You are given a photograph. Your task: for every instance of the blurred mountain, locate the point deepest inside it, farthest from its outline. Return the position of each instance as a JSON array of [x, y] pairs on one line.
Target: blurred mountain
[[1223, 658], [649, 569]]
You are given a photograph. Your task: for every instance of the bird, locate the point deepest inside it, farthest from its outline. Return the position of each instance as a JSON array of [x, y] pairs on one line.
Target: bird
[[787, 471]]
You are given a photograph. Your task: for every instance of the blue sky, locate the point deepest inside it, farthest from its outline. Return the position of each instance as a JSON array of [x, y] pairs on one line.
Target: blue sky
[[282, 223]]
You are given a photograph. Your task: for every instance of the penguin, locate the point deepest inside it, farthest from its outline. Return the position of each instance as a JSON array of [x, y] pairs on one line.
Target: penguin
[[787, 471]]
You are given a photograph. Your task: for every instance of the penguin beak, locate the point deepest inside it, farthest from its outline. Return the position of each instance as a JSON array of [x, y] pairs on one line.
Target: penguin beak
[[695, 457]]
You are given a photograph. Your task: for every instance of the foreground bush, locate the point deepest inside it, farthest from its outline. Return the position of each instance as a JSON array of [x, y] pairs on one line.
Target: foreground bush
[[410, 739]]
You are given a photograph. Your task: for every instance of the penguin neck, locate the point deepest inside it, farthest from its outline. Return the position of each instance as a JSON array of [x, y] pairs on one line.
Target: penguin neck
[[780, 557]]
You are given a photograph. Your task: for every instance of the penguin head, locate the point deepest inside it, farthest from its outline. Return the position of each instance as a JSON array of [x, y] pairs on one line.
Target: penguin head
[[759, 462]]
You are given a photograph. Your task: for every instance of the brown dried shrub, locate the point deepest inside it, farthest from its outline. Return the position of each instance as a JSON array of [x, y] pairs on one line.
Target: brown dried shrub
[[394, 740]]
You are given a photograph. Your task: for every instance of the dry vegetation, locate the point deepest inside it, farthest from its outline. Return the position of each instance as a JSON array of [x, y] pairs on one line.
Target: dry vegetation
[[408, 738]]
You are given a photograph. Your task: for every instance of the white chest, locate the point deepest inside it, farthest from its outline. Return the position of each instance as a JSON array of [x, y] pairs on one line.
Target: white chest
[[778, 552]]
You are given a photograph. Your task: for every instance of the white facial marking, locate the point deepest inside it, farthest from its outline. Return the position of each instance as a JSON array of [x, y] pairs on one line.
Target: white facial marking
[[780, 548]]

* WHAT YOU NEED TO DO:
Could you reproduce all of the entries exactly as they appear?

* RESULT:
You are given a photograph. Your task: for every instance of the blurred mountain, locate the point deepest inside it, farthest from its outline. Return the position of each instance as a JSON array of [x, y] pairs on one line.
Target: blurred mountain
[[1223, 658], [649, 569]]
You are given a photograph. Your task: for every instance of the bird, locate the point deepest inside it, farthest from its outline. Return the position of each instance as a JSON array of [x, y] pairs on one line.
Target: bird
[[787, 471]]
You are given a photograph. Your task: for every instance of the blue sky, locate the point deepest inside it, farthest from its outline. Return the position of each instance as a JSON array of [x, y] pairs on one line.
Target: blue sky
[[282, 223]]
You are given a photograph. Your task: for every instance of the penguin, locate the point deepest inside it, farthest from its outline. Return the position of each instance as a JSON array of [x, y] pairs on one line.
Target: penguin
[[787, 471]]
You are given a photograph. Your task: for every instance of the penguin beak, locate the point deepest inside it, farthest from its outline. Return the position of each instance as a JSON array of [x, y] pairs on one line.
Target: penguin beak
[[695, 457]]
You are given a photograph. Your task: for every instance of the foreground bush, locate the point deepest inside it, farthest from its outline. Return the position of each instance as a JSON array of [x, y] pairs on one line.
Target: foreground bush
[[410, 739]]
You are given a photograph. Your task: for every instance of the penguin neck, locate the point deepest inside it, farthest from its outline. Return the position of each instance as a JSON array of [x, y] pairs on one line.
Target: penguin neck
[[780, 557]]
You are given a photograph. Your task: for every instance of the penguin head, locate the point deepest inside it, farthest from its outline. Return the position of each instance as a JSON array of [x, y] pairs on one line.
Target: penguin head
[[759, 462]]
You are given a photograph. Your task: for every instance of the brown dried shrub, locate the point deepest inside it, farthest from its outline. Return the position of each instance as a JSON array of [x, y] pairs on one line.
Target: brown dried shrub
[[394, 740]]
You are given a photograph. Your task: for every instance of the dry vegetation, locate the point deepest inside it, farthest from its outline. Return the position of each instance as a JSON array of [x, y] pairs on one line.
Target: dry vegetation
[[408, 738]]
You are given a photograph. Your task: for every instance of the white chest, locate the point deepest inside it, farthest from its outline. Return the position of each instance as a JSON array of [x, y] pairs on one line.
Target: white chest
[[778, 552]]
You are given a photograph. Your task: for every instance of the white facial marking, locate the point deepest inside it, farthest from its outline. Return the position of each instance as a JSON array of [x, y] pairs on one line.
Target: white facial marking
[[780, 548]]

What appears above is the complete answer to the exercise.